• Challenge: Rewrite the entries below, replacing "tire" with "wheel" and keeping everything else the same. Leave the pictures out.

--------------------

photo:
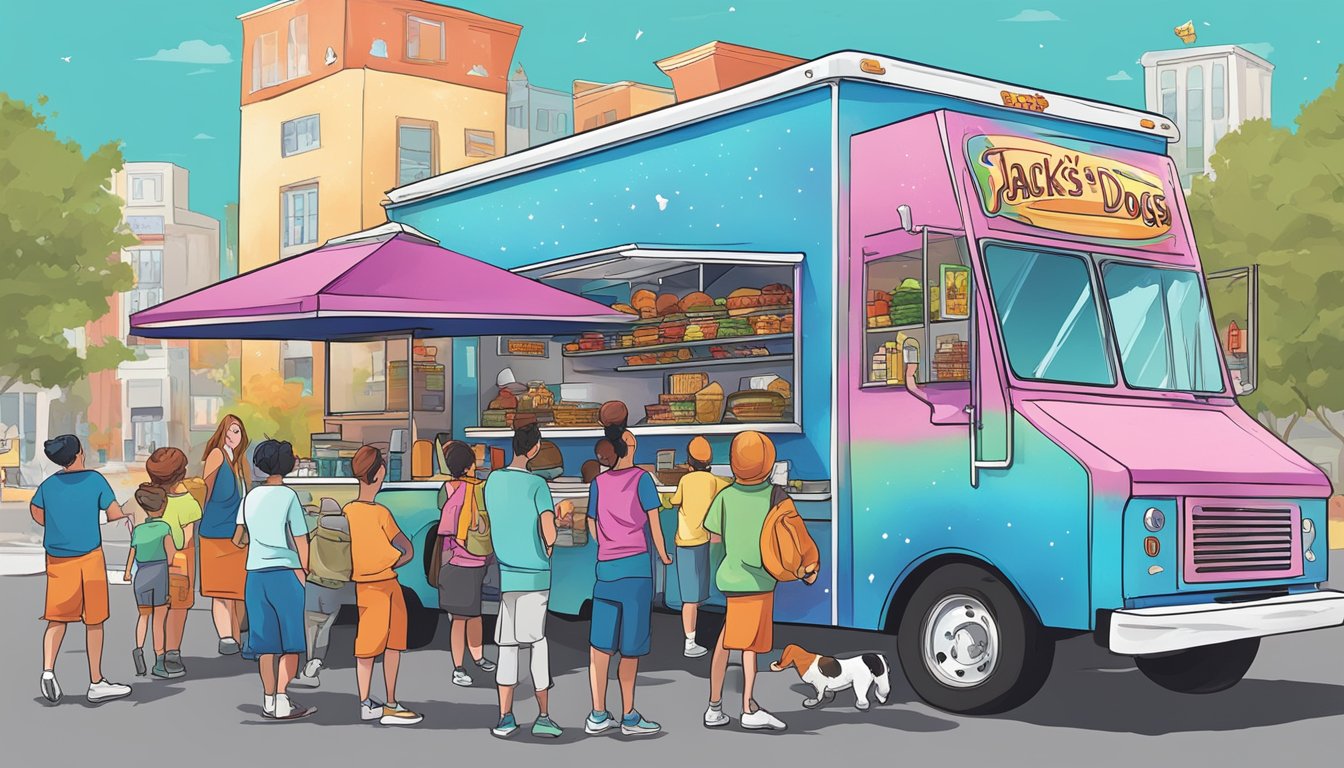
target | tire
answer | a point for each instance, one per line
(968, 608)
(421, 623)
(1204, 670)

--------------------

• Correct answer:
photo:
target | wheel
answer | a point for each instance, one per line
(968, 608)
(421, 623)
(1204, 670)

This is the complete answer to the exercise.